Objective: Exactly and only the lines from the one containing "[locate] evergreen tree" through the close of the entries below are to be set down.

** Begin **

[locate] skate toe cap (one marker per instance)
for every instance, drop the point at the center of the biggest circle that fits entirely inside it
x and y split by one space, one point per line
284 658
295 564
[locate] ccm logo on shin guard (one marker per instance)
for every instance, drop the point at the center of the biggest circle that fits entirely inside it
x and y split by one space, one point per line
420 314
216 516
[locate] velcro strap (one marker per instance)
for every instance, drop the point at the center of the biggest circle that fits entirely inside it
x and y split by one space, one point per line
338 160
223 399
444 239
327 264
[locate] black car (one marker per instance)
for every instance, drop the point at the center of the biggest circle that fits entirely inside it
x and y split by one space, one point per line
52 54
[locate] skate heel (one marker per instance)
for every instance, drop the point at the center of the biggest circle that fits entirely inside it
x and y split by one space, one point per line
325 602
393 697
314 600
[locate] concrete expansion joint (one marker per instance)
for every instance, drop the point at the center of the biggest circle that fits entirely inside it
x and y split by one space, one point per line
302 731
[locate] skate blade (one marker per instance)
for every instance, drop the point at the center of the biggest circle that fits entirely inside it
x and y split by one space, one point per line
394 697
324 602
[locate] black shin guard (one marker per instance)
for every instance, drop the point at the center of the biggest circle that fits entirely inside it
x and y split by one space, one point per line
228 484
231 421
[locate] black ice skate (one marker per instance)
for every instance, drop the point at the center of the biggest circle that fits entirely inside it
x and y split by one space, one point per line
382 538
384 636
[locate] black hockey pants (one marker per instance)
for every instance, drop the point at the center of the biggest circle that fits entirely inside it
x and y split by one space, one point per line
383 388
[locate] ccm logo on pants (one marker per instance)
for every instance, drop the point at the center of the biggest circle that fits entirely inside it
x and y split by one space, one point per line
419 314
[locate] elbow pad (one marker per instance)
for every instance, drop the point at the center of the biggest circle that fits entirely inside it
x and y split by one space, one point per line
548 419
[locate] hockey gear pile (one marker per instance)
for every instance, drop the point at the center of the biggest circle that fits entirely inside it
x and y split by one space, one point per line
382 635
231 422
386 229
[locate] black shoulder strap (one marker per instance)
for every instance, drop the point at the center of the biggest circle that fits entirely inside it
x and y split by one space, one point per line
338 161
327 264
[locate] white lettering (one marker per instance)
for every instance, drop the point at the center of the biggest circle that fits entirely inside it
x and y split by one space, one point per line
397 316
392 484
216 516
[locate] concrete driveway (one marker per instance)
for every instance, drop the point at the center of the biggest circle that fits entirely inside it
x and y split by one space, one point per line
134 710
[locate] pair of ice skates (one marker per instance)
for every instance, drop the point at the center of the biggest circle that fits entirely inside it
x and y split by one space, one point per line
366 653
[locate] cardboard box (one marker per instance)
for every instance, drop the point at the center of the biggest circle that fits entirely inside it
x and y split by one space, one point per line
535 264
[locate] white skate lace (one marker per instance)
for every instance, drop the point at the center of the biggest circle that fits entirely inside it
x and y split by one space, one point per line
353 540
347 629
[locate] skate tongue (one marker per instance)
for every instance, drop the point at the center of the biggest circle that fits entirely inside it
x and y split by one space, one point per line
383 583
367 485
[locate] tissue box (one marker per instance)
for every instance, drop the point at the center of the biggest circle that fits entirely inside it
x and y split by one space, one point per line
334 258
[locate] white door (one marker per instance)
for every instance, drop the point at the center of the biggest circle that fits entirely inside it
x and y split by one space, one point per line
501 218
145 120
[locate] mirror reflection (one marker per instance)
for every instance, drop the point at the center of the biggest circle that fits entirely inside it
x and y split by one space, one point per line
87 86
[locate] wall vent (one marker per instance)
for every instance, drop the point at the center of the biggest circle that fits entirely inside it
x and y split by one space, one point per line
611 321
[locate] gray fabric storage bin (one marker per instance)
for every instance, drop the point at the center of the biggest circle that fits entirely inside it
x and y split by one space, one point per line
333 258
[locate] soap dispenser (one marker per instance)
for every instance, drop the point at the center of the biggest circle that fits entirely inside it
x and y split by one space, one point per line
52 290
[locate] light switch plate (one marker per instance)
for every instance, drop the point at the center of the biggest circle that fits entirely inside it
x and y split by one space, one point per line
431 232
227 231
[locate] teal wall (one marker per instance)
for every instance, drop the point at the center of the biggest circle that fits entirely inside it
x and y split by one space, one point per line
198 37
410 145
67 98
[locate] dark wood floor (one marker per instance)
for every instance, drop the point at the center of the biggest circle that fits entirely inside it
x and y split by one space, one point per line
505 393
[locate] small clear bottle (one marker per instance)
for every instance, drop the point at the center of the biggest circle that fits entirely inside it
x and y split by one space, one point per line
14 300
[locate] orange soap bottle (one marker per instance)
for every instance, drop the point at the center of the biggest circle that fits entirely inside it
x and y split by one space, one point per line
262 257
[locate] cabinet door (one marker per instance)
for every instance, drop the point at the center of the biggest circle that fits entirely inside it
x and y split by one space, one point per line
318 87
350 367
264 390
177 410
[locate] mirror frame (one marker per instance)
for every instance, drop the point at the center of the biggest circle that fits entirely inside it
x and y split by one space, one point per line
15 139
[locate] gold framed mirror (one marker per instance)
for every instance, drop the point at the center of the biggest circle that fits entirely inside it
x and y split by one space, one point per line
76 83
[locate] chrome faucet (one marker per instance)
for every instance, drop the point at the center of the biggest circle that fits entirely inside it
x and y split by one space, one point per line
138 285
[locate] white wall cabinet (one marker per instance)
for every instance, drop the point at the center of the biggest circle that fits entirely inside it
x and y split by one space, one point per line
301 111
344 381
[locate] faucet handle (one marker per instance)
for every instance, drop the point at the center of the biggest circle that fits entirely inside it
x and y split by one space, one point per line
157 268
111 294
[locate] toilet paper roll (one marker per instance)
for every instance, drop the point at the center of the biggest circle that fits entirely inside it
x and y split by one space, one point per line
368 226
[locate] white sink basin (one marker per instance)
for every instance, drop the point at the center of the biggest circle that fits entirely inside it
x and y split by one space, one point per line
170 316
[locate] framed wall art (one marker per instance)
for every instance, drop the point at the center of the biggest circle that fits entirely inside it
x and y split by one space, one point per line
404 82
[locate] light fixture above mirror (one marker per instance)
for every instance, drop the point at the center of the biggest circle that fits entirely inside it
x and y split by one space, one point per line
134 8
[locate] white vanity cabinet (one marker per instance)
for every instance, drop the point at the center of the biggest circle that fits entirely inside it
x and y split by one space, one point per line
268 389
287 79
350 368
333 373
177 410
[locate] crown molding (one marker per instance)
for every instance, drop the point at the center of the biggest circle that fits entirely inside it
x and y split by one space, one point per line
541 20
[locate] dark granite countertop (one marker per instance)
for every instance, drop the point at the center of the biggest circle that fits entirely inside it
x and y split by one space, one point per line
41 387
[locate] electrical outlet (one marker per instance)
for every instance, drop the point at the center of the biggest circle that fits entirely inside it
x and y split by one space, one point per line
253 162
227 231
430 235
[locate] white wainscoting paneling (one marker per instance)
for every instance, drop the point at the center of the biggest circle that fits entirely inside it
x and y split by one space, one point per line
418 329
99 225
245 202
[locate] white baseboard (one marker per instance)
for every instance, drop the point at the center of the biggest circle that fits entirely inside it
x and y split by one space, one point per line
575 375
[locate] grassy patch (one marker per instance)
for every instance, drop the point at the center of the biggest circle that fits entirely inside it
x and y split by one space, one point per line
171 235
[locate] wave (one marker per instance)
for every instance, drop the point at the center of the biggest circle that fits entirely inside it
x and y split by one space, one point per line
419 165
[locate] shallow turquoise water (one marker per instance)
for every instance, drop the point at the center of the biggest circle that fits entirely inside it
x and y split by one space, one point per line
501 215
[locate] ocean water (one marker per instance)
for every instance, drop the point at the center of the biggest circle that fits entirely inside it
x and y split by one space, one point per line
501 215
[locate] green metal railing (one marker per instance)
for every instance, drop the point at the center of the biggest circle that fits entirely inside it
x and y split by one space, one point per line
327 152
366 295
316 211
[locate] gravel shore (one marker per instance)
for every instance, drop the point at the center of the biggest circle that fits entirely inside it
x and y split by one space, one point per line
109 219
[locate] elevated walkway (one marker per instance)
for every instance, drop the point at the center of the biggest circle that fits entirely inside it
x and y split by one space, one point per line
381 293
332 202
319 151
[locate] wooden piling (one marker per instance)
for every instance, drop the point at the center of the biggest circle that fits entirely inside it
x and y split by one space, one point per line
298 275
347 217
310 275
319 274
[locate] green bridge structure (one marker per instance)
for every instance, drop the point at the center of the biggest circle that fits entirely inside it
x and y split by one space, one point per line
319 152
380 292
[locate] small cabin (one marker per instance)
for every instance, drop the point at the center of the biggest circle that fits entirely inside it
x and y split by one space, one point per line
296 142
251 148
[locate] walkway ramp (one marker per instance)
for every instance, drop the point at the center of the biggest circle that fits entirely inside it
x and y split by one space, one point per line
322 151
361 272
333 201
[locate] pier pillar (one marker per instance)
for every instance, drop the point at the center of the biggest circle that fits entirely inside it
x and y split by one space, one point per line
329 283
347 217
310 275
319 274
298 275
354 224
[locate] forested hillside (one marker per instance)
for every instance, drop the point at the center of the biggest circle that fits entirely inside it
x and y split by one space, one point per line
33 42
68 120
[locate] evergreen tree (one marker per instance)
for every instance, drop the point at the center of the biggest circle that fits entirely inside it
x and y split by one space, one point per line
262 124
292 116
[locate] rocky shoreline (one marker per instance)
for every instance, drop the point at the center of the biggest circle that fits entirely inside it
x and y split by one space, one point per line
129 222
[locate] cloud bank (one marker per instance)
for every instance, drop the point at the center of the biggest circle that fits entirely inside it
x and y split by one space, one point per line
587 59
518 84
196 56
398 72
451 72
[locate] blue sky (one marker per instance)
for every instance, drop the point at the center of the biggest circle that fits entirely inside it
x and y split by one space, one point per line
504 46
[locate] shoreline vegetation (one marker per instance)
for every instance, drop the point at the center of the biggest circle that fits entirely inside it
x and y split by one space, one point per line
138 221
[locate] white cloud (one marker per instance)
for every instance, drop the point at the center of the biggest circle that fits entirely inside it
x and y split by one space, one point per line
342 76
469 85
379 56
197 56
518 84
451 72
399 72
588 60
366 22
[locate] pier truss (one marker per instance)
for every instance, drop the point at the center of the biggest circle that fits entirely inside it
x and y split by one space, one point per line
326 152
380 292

** End **

Exercise response:
[locate] evergreen tree (one marker per instance)
for every instance, drop the point at the center of the biggest circle that fits entirely inside it
x and y split by one space, one point per line
262 124
292 116
[locate] rocky shoreline (one marker per instance)
for every instance, drop the point at the center of the biggest circle that fits entirely inside it
x and y split by one space, one point per line
129 222
[locate] cloud bank (one marker per instance)
for every instance, drop the point at the center of the biggest circle that fits entirely inside it
x and y split by one space, one point per line
587 59
518 84
196 56
398 72
451 72
[locate] blue sky (one marker per instance)
for every instance, drop the point at the center of the biggest circle that fits entirely inside it
x and y split by one space, one point per line
504 46
[locate] shoreline vegetation (one marker per instance)
for every instance, drop the point at the center of the biggest circle that fits entirely inside it
x and y split by one space, one point per line
138 221
[locate] white cloud (one marker per instance)
for every instance, drop the point at the center of the biggest circle that fits entirely inside it
x and y split by one space, one point per line
342 76
469 85
379 56
197 56
518 84
451 72
399 72
588 60
366 22
[locate] pier truss (one marker per instance)
for every instance, drop the point at the center of the biggest circle that fits entirely inside it
x and y split by one space, one point per line
326 152
380 292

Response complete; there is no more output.